Par Christian MISSIA DIO le 20 décembre 2019                      Lien  
Cet automne, François Bégaudeau est de retour à la bande dessinée avec un roman graphique intitulé "Une vie de moche", illustré par une toute jeune dessinatrice fraîchement diplômée : Cécile Guillard. Dans ce livre, nous suivons le parcours de Guylaine, une femme complexée par son physique depuis son enfance. Un récit à l'humour doux-amer.

Dans Une vie de moche, vous racontez l’histoire de Guylaine, une femme qui ne se trouve pas belle et qui se victimise... Comment est né ce projet ?

François Bégaudeau : J’avais envie de traiter cet aspect là de la vie. J’aime bien partir de l’unité individuelle. Le gens sont confrontés à des difficultés de la vie. Parmi ces difficultés, il y a celle-là. Elle est, en général, assez peu nommée. C’est marrant comme constat car la beauté et la laideur sont pourtant des sujets centraux dans nos vies, par rapport à ce que l’on aime ou déteste, alors qu’elles sont si rarement traitées dans l’art. Les notions de beauté et de laideur sont très importantes dans nos vies, qu’on le veuille ou non, qu’on les subisse ou pas. Mais paradoxalement, nous représentons très peu ces questions, contrairement à la place que nous faisons à l’amour, qui est surreprésentée selon moi. On représente très peu l’amour sous l’angle de : “tu es beau, je suis laide” ou inversement.

Vous dites dans l’album : “une femme telle que Catherine Deneuve ne peut se permettre d’être drôle car l’humour c’est pour les moches”. Je me souviens pourtant qu’elle a joué dans des comédies telles que Potiche où elle tourne son image en ridicule. Vous allez me dire qu’elle l’a fait à plus de 60 ans. Mais je pourrais aussi donner d’autres exemples tels que Priscilla Presley (la veuve d’Elvis) qui a joué dans les comédies The Naked Gun (Y a-t-il un flic pour...) avec l’humoriste Leslie Nielsen. Ces films proposaient un humour bas du front. Pensez-vous vraiment qu’une belle femme refuserait de faire de l’humour ou de se tourner volontairement en dérision ?

****

CONSIGNES DE L'EXERCICE:
• A. Pouvez-vous reproduire, dans l'entretien sur « Une vie de moche », le passage qui va de "Par Christian MISSIA" jusqu'à "à l'humour doux-amer." ?
• B. Pouvez-vous donner la suite de l'entretien sur « Une vie de moche » à partir de l'endroit où il s'interrompt ?

Éléments du jeu de données:
****

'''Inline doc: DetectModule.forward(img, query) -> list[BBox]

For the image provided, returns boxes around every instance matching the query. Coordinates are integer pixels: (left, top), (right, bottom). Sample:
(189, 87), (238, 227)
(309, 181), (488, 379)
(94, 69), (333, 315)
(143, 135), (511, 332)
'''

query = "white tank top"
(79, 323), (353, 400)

****

CORRIGÉ DE L'EXERCICE:
• A.
Par Christian MISSIA DIO le 20 décembre 2019                      Lien  
Cet automne, François Bégaudeau est de retour à la bande dessinée avec un roman graphique intitulé "Une vie de moche", illustré par une toute jeune dessinatrice fraîchement diplômée : Cécile Guillard. Dans ce livre, nous suivons le parcours de Guylaine, une femme complexée par son physique depuis son enfance. Un récit à l'humour doux-amer.

• B.
François Bégaudeau : Bon, il y a beaucoup de choses à dire... À part être la femme d’Elvis, Priscilla Presley n’a, à ma connaissance, aucun talent reconnu. Donc, ce n’est pas une femme qui prenait un risque pour son image en jouant dans des comédies.

François Bégaudeau (Une vie de moche) :"L'enfance est une période de la vie qui est à haute tension émotionnelle"
Cécile Guillard et François Bégaudeau
Photo © Christian Missia Dio

Je pourrais citer un autre exemple tel que celui de la comédienne Jennifer Aniston ?

François Bégaudeau : (Il réfléchit)... Après, il faudrait voir d’autres critères. Par exemple, est-ce que Catherine Deneuve a fait des comédies avant ses 40 ans ? Il n’y en n’a pas. Elle a fait certes des films légers mais pas des comédies. Je veux dire que je ne crois pas que l’humour et la beauté soient incompatibles, c’est plutôt la bouffonnerie que je pointe du doigt. Notre héroïne est bouffonne. Et la bouffonnerie enlaidit. Et sur ce point là, je ne connais pas beaucoup de femmes très jolies qui s’enlaidissent volontairement à cause de leur bouffonnerie. La beauté vous enjoint d’une certaine manière à vous tenir. À l’instar du dicton “noblesse oblige”, on pourrait aussi dire “beauté oblige”. Et ça c’est le carcan des belles qui est évoqué à la fin de l’album. C’est un peu le souci des filles à la Kate Middleton, elles sont toujours un peu figées, il faut toujours qu’elles se tiennent, quoi. Je voulais finir là dessus avec cette réflexion un peu humoristique.

Cécile Guillard, partagez-vous ce point de vue ?

Cécile Guillard : Oui, d’une certaine façon... Effectivement, nous ressentons souvent une sorte de pression permanente et sous-jacente, sans expliciter clairement qu’est-ce qui nous est autorisé ou interdit de faire. C’est quelque chose qui nous accompagne depuis l’enfance, que ce soit au sein de la famille ou à l’école et plus tard en société.

C’est comme la séquence où Guylaine se coupe les cheveux très court et que son père lui fait remarquer que ce n’est pas une coiffure très féminine ?

François Bégaudeau : Oui, son père est un homme très gentil... Il ne pense pas du tout à mal. Il a beau être féministe, il a lui-même une représentation très stéréotypée de la féminité. Ce sont des petits embarras qui résultent de la bienveillance des proches. Ce père voit encore sa fille comme l’héroïne des livres pour enfants Martine. C’est comme un type qui se dit très progressiste et qui découvre que son fils est homosexuel. Au début, il y aura un petit pincement, des inquiétudes mais au bout de deux semaines, ses interrogations passeront.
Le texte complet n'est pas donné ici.